Prompt ▸ In the text on finding unindexed foreign keys in Oracle, which Oracle release introduced listagg, and in what year did it come out?

Reading passage ▸
▬▬▬

Finding Unindexed Foreign Keys in Oracle

Update: There is a new better version of the query here: https://carsandcode.com/2023/09/01/finding-unindexed-foreign-keys-in-oracle-now-with-index-creation-ddl/

I’ve always been a bit unhappy with most (all?) of the queries you find when searching for “Oracle unindexed foreign keys query” on Google. Certainly, the ones that don’t use listagg to aggregate the constraint columns and the index columns are insane. I realize those queries might have been around since before listagg was available, but listagg was introduced in 11gR2 which was released in 2009.

To that end, the following 33 line query will find all the possibly unindexed foreign key constraints in your database. Since the matching happens on the column names, if you have a difference in column names between the constraint columns and the index columns, you won’t get a match and it will show up in the results as ‘Could be missing’. 99.99 times out of a hundred the index is missing.

I’ve also added the number of rows and last analyzed date from DBA_TABLES (remember, this number of rows may not be accurate as the value is only updated when the table is analyzed) so that the biggest possible offenders would be the first results. Even if the number of rows is small and the statistics are up to date, you’ll pretty much always want to have that foreign key index to eliminate over-locking the detail rows when a master row is updated. In all my years I’ve yet to run across a business application where the ‘index caused too much overhead’ and needed to be removed. I’m not saying those situations don’t exist, but they are exceedingly rare.

If you want to see how Oracle is doing with its schemas, you could change the owner_exclusion_list CTE (Common Table Expression, sometimes called a WITH clause) to something like “select ‘nobody’ from dual’). Right now that CTE gets the list of schemas that are Oracle maintained and adds in the ORDS_METADA and ORDS_PUBLIC_USER schemas which are, for some reason, not marked as Oracle maintained.

Using an APEX page to display the results of the query also allows me to format the last analyzed date using APEX’s “since” formatting, which gives a really good indication of possible stale statistics.

Update: Again, there is a new, better version of this query here: https://carsandcode.com/2023/09/01/finding-unindexed-foreign-keys-in-oracle-now-with-index-creation-ddl/

     with owner_exclusion_list as (          select username from dba_users where oracle_maintained ='Y'
                                   union all select 'ORDS_METADATA' from dual
                                   union all select 'ORDS_PUBLIC_USER' from dual )

▬▬▬

Data shown ▸

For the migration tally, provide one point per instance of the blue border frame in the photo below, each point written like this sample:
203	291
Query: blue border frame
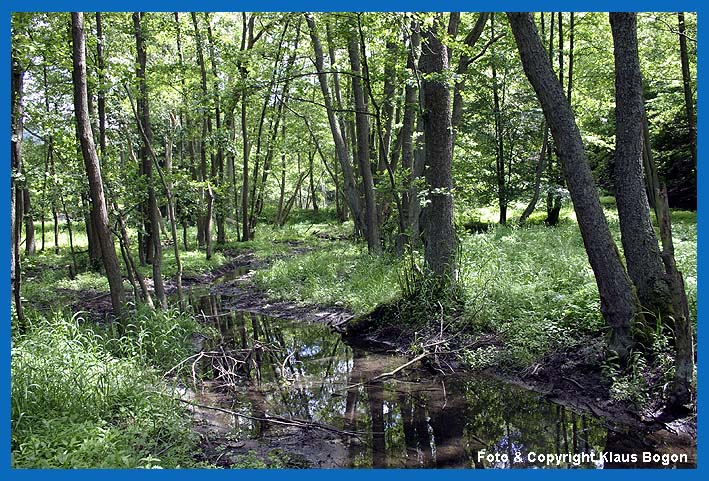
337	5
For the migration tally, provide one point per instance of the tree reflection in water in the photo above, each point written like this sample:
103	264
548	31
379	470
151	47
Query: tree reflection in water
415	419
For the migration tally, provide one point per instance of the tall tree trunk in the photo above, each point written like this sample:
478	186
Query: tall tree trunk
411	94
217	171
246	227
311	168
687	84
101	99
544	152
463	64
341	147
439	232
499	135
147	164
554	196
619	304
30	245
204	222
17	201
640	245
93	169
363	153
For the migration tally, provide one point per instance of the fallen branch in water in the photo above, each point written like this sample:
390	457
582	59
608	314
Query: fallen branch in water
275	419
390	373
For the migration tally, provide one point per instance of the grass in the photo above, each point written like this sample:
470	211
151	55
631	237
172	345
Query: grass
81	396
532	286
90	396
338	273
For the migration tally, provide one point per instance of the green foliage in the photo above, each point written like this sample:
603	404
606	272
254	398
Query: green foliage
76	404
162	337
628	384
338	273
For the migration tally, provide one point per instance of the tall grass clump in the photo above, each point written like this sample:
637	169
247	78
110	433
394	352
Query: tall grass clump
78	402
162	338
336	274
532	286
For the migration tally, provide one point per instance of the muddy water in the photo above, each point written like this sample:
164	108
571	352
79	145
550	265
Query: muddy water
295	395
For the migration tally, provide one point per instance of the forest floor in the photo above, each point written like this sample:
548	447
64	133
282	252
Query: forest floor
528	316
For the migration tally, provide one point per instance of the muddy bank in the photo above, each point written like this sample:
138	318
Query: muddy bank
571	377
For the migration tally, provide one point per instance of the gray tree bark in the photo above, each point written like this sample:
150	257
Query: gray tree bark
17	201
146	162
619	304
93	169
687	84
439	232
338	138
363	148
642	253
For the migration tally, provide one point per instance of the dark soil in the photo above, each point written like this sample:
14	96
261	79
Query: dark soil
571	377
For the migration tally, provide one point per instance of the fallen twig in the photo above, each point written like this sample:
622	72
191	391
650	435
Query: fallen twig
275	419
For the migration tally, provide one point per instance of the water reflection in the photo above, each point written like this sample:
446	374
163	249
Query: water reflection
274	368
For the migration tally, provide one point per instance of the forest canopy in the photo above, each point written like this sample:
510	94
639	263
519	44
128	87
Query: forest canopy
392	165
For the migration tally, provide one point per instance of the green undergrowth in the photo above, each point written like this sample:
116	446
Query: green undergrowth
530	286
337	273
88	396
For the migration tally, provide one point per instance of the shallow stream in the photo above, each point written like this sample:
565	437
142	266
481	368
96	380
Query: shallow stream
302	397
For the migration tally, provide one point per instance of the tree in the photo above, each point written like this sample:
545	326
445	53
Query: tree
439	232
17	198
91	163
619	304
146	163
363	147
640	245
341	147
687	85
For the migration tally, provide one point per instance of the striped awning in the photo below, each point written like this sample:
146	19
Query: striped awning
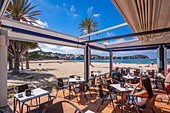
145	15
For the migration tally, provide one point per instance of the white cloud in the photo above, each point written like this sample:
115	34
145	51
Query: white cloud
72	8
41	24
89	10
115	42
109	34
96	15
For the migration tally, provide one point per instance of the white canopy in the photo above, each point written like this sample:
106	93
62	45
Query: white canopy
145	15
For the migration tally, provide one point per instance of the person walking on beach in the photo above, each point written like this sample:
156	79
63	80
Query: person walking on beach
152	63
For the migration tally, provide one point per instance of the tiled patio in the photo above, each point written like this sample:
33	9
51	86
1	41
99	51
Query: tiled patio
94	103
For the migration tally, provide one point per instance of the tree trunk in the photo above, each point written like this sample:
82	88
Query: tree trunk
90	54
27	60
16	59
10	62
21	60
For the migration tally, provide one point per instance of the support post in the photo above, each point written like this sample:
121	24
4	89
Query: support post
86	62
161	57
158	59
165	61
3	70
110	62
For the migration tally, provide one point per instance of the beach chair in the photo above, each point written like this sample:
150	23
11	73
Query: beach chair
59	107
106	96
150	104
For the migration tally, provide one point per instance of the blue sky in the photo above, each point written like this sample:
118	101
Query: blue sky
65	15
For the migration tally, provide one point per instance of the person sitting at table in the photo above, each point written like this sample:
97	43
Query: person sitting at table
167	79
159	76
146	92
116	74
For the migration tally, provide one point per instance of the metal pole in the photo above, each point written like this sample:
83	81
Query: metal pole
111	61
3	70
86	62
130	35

▬▬▬

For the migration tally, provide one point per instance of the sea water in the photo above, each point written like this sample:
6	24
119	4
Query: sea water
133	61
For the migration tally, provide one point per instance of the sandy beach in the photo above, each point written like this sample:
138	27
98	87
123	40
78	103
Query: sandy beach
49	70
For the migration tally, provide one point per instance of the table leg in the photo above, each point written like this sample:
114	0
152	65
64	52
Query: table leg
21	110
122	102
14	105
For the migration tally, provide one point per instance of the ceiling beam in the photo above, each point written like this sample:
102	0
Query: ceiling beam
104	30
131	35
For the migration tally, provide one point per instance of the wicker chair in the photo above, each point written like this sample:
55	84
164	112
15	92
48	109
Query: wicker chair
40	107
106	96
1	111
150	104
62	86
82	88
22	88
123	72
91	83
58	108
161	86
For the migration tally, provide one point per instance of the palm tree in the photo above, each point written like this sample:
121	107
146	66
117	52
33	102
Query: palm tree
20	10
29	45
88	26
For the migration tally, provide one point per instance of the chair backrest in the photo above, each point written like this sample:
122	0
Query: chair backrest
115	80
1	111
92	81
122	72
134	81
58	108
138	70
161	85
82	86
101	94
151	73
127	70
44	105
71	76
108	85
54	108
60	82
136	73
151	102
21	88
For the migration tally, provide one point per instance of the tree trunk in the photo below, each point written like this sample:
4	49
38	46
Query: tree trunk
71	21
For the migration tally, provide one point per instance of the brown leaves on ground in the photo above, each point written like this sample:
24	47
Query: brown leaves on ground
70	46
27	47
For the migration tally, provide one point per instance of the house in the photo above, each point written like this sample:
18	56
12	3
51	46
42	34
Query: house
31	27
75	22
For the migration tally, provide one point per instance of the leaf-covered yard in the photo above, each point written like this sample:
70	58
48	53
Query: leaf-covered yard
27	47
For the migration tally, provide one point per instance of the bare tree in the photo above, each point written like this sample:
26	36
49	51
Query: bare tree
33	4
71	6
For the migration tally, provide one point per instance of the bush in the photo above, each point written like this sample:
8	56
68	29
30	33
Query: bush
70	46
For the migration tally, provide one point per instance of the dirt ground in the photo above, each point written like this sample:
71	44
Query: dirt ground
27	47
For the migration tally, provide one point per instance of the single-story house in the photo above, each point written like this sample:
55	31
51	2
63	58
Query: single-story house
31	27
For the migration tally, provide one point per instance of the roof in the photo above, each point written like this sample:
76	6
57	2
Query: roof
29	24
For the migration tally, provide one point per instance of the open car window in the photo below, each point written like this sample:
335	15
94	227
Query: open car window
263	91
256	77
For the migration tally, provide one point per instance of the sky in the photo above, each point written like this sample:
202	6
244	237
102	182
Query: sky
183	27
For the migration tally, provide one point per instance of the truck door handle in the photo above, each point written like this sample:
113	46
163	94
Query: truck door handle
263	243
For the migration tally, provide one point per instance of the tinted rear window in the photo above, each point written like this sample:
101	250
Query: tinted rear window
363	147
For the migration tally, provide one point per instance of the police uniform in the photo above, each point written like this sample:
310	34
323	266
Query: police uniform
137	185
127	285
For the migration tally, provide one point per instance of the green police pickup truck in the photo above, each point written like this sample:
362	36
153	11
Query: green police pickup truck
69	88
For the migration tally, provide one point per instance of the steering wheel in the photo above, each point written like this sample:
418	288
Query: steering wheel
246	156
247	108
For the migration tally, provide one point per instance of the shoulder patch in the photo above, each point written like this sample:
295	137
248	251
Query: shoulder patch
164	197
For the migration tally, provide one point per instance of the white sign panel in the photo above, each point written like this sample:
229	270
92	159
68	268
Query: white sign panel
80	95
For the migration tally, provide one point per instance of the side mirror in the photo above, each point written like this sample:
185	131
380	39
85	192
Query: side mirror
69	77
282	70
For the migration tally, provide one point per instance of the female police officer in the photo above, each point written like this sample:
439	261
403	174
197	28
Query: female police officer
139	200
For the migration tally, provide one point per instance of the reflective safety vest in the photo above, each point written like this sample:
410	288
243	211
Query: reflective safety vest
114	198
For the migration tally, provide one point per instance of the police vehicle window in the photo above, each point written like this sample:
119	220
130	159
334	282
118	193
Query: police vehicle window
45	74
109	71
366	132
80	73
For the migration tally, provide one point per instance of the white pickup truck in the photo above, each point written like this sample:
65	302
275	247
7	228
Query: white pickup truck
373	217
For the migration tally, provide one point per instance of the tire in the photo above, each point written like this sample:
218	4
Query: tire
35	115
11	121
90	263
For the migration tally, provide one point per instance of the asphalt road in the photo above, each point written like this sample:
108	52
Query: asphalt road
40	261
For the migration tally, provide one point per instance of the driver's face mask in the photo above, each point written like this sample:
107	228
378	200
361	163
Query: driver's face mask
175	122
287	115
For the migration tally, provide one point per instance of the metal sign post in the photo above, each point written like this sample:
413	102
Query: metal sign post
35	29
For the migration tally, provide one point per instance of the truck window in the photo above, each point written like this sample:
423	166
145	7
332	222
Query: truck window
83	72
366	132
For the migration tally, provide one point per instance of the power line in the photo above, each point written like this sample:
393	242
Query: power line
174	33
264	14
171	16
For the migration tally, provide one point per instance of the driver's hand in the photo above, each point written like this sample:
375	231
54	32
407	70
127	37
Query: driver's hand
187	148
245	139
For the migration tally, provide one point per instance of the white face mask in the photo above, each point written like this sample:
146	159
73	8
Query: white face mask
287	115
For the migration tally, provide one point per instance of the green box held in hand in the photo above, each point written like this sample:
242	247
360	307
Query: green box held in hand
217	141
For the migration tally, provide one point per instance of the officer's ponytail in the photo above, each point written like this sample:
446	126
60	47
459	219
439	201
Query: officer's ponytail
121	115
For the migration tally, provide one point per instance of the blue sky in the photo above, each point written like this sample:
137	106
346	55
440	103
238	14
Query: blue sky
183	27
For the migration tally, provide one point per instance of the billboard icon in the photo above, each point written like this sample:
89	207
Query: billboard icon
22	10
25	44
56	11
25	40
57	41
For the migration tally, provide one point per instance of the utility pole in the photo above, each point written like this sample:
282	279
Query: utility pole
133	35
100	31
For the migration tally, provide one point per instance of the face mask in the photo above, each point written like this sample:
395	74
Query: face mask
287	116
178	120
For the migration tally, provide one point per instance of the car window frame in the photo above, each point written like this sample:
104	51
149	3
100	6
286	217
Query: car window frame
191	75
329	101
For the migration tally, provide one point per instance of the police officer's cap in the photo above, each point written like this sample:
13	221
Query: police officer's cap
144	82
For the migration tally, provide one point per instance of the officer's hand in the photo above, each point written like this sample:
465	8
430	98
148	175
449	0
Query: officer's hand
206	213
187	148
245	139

▬▬▬

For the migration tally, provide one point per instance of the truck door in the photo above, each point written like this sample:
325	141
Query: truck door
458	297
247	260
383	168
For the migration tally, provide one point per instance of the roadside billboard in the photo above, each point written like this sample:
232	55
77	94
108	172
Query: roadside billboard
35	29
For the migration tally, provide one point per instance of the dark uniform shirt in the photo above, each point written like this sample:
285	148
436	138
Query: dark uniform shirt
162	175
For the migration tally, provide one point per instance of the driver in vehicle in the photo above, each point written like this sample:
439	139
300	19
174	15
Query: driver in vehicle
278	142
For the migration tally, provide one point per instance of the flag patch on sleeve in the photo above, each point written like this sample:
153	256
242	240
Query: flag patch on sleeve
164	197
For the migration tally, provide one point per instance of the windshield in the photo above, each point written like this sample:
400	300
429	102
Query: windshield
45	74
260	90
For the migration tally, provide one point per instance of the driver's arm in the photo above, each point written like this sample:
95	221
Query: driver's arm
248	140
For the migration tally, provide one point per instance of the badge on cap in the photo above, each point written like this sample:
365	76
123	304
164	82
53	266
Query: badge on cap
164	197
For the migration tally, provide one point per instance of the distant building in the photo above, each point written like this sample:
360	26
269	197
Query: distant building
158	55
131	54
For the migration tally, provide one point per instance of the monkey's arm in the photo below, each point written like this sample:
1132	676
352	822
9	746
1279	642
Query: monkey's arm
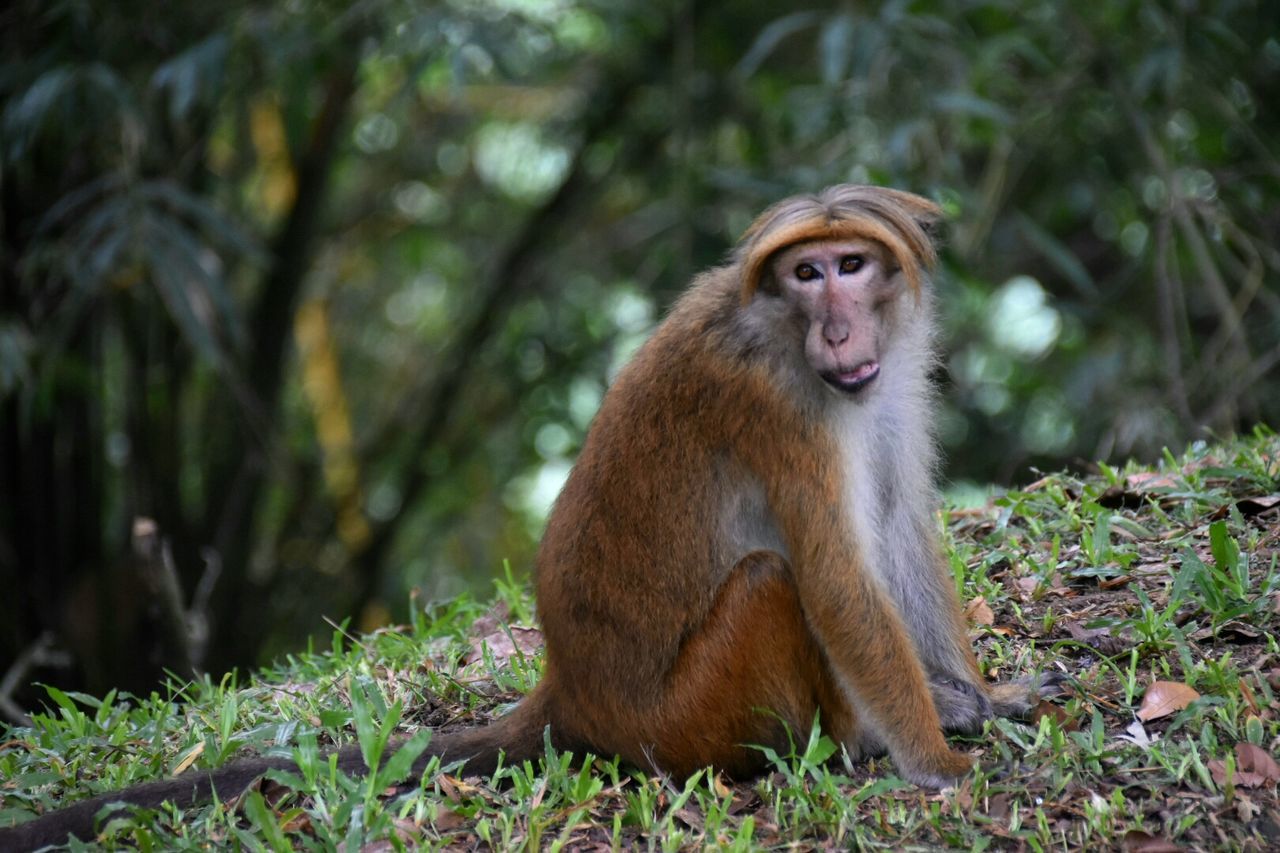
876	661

▬▬▬

Result for this task ▸ Listagg was introduced in 11gR2, which was released in 2009.